WORK TO DO:
Could you rewrite the records from the line containing "banner strip and record the pixel coordinates." through the end of the records, both ends included, substituting "marker" for "single point" and keeping everything else the same?

DATA LISTING:
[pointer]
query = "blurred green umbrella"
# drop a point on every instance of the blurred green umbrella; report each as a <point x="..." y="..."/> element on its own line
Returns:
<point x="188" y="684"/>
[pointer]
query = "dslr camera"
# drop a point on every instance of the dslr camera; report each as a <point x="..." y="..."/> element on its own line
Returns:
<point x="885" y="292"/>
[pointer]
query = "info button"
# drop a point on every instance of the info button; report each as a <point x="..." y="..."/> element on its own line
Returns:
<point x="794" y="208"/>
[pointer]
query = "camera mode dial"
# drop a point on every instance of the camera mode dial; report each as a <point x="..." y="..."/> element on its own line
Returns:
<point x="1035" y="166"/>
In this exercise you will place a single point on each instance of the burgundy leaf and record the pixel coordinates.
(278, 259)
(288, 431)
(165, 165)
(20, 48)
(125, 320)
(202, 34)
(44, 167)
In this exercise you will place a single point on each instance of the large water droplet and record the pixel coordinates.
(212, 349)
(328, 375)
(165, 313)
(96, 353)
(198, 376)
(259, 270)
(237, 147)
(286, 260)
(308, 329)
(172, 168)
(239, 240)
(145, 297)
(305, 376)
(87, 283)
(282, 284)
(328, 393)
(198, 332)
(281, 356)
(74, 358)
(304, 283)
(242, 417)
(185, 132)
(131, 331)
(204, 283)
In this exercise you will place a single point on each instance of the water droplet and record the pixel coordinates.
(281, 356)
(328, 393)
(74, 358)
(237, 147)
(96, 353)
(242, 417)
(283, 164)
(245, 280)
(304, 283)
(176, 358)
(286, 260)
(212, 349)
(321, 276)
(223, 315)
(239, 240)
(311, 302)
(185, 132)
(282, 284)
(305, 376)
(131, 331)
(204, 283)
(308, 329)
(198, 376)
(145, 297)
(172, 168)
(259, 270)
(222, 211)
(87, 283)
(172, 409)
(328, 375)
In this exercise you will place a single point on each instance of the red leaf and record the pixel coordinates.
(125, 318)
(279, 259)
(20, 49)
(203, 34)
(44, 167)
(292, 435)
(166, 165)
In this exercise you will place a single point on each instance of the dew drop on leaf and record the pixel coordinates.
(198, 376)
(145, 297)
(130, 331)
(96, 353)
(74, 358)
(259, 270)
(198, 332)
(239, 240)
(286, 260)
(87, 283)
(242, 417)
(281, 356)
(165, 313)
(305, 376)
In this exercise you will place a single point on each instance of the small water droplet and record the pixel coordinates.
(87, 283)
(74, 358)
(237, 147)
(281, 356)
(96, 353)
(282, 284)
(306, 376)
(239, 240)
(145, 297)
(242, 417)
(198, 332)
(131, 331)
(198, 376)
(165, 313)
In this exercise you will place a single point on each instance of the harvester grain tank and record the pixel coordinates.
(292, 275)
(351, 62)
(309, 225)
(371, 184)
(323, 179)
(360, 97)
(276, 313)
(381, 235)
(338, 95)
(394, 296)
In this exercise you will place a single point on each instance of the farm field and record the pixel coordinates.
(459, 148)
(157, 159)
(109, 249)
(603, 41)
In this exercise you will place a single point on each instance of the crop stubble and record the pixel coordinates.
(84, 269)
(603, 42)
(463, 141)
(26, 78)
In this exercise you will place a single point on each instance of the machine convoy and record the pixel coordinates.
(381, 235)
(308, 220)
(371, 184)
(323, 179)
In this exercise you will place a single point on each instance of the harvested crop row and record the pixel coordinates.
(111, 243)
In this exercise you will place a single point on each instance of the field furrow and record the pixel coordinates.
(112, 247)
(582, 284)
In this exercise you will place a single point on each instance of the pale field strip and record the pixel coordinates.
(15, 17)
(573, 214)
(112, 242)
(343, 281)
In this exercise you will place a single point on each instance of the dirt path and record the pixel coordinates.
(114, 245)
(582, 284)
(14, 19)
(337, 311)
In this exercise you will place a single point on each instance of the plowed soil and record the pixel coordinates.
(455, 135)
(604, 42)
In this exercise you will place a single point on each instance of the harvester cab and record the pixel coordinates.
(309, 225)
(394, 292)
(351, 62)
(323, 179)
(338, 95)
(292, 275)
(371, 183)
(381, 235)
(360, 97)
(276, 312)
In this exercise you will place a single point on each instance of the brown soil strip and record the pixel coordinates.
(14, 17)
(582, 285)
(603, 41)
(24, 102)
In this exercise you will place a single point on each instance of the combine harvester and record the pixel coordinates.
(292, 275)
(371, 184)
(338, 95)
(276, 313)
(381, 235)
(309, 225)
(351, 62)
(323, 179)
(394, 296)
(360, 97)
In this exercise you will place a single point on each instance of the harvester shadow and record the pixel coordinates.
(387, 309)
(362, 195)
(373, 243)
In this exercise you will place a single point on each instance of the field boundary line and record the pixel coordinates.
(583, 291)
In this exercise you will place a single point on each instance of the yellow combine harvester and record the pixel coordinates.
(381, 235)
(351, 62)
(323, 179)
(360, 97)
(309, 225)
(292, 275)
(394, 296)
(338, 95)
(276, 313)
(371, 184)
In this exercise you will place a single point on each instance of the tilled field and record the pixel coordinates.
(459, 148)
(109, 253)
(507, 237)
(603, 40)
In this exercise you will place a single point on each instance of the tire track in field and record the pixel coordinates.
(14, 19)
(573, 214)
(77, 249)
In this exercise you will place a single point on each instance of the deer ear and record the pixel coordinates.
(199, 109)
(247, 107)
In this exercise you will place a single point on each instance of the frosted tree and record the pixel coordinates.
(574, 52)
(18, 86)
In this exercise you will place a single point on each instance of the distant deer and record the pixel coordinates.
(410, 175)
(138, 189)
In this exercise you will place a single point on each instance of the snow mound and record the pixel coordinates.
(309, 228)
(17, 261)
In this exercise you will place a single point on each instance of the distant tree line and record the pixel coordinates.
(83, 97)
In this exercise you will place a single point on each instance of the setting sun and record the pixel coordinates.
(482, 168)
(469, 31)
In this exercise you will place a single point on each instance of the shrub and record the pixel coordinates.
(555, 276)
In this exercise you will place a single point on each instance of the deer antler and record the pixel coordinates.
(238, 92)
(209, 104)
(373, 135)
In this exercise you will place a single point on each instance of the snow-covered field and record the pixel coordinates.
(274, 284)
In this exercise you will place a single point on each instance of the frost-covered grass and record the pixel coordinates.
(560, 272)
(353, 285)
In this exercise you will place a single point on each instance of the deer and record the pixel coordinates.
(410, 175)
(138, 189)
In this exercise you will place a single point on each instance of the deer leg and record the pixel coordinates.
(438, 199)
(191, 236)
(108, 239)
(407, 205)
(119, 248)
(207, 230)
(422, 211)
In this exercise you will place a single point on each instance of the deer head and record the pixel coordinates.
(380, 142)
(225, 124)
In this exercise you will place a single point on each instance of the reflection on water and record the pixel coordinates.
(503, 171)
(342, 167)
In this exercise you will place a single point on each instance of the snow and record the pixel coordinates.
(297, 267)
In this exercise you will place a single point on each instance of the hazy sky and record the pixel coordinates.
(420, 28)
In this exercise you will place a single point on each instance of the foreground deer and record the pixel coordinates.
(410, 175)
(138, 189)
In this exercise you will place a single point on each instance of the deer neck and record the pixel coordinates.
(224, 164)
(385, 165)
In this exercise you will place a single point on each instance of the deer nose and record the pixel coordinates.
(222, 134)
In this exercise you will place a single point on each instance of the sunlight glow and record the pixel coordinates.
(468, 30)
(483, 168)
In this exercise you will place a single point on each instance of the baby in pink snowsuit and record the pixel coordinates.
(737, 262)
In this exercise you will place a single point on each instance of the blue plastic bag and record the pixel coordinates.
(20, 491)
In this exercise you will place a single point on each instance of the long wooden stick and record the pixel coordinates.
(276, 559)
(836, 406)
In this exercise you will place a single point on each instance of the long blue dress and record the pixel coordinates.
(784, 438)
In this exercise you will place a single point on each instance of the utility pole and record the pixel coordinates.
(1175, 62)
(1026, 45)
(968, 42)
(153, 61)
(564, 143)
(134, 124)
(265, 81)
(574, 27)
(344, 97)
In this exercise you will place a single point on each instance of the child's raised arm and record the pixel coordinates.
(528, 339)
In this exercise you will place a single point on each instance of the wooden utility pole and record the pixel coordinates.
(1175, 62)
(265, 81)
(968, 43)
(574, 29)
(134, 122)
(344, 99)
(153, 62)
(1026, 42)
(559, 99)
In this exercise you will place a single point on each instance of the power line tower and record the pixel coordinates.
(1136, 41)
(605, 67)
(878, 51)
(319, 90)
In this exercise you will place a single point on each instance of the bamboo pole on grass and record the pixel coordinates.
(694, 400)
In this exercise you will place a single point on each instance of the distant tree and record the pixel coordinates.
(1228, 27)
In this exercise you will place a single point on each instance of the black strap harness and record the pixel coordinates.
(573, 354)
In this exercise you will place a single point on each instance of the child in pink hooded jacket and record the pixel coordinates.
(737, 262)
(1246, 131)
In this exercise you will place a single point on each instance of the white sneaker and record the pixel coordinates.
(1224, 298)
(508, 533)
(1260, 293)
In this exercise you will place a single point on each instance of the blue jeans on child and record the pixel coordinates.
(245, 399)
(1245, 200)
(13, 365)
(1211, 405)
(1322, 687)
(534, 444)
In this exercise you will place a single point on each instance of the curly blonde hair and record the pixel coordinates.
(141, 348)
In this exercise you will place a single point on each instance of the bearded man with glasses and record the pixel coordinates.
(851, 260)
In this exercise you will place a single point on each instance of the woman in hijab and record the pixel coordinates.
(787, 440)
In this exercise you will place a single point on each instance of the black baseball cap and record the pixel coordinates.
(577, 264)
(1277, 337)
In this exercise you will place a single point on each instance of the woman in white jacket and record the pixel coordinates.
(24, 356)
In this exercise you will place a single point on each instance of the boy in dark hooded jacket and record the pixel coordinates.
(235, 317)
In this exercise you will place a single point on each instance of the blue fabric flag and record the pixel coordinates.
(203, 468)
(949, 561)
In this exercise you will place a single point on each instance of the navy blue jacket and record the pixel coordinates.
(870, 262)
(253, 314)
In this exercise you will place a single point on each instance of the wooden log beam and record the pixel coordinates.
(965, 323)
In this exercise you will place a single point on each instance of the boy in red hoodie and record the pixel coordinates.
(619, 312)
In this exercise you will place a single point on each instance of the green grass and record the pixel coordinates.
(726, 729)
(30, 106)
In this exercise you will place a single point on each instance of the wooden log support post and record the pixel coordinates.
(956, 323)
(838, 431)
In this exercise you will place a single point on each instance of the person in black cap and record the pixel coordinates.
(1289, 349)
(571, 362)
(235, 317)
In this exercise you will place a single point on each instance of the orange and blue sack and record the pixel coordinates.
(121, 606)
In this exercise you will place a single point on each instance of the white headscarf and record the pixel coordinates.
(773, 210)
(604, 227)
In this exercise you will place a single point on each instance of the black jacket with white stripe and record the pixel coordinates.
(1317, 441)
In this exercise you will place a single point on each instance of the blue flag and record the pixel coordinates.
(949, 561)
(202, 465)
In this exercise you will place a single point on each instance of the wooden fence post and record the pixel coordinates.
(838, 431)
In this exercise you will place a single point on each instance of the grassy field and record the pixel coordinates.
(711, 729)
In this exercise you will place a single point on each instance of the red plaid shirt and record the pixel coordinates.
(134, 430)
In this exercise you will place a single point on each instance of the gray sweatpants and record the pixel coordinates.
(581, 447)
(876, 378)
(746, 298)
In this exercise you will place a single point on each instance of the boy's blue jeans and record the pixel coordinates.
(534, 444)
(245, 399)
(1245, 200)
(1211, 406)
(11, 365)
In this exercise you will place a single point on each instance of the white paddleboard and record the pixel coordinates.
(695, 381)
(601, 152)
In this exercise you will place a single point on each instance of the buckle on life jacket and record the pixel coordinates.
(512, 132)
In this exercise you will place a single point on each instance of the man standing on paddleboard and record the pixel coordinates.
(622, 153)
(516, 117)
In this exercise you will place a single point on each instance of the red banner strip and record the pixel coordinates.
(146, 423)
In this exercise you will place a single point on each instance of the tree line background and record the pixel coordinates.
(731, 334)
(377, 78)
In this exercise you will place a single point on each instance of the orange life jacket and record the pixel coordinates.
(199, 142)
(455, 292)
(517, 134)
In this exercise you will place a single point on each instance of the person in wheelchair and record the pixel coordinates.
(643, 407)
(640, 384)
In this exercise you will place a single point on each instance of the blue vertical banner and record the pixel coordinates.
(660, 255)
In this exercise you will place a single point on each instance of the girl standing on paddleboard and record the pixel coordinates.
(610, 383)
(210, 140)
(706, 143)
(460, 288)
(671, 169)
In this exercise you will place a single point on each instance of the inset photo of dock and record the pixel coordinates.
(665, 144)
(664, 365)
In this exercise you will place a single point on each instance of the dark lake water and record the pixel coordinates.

TASK RESPONSE:
In this exercise you will place a marker on each instance of the red banner strip and record the pixel coordinates.
(146, 423)
In this exercise you will place a marker on each instance of the tree line background and record the pixel coordinates.
(731, 334)
(377, 78)
In this exercise you will place a marker on each instance of the orange life jacket and record the pixel coordinates.
(199, 142)
(455, 292)
(517, 134)
In this exercise you will place a marker on each instance of the person in wheelchair and record the pixel coordinates.
(643, 407)
(640, 384)
In this exercise you will place a marker on each instance of the blue vertical banner and record the pixel coordinates.
(660, 255)
In this exercise you will place a marker on each instance of the girl standing on paddleboard and record the pixel coordinates.
(610, 383)
(210, 140)
(706, 143)
(460, 288)
(671, 169)
In this exercise you will place a marker on each instance of the inset photo of dock and record the pixel coordinates.
(665, 144)
(664, 365)
In this exercise you will place a marker on each instance of the dark lake water and record the pixel coordinates.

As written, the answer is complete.